## THE PROBLEM
Select every line in the rows below that contains the string "image", and copy each one. Case counts.

## PROVIDED RECORDS

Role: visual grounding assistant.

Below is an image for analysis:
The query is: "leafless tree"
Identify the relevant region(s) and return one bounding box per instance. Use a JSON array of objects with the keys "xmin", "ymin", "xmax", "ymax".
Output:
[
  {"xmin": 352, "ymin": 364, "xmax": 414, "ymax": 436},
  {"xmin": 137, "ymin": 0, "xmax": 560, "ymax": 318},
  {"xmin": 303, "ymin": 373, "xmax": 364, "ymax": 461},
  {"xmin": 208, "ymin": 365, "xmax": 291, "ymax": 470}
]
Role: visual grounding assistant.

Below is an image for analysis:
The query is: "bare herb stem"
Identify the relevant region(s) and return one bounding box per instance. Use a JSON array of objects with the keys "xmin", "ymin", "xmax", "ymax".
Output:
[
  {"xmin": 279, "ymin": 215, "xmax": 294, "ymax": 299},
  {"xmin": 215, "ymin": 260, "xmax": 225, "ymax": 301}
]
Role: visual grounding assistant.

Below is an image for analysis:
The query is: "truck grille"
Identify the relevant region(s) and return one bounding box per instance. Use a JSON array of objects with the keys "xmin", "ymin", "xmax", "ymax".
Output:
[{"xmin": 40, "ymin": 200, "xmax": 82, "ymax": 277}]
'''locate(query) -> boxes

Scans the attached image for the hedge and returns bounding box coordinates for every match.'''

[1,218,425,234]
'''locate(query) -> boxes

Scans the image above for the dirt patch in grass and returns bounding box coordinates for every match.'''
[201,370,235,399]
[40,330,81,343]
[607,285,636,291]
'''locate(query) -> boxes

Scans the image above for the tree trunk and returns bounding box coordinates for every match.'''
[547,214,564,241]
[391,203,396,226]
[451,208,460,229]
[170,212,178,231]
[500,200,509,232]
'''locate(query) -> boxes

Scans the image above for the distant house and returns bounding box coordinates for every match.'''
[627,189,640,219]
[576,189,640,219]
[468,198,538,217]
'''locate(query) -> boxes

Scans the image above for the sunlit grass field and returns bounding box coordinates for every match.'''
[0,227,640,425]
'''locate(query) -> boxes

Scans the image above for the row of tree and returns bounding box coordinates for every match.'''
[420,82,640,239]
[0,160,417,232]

## FULL RESPONSE
Below is an image for analysis:
Below is an image for analysis:
Below is an image for analysis:
Scans the attached image for the hedge and returns bounding box coordinates for every match.'''
Scans the image above for the dirt patch in grass and returns bounding box coordinates for every match.'''
Scans the image above for the tree trunk and returns bounding box coordinates for every match.'''
Scans the image above for the distant house and returns bounding box coordinates for every match.'''
Scans the image above for the sunlit grass field and returns bounding box coordinates for every match.'''
Scans the image above for the row of tree and returns bounding box coordinates for every match.'''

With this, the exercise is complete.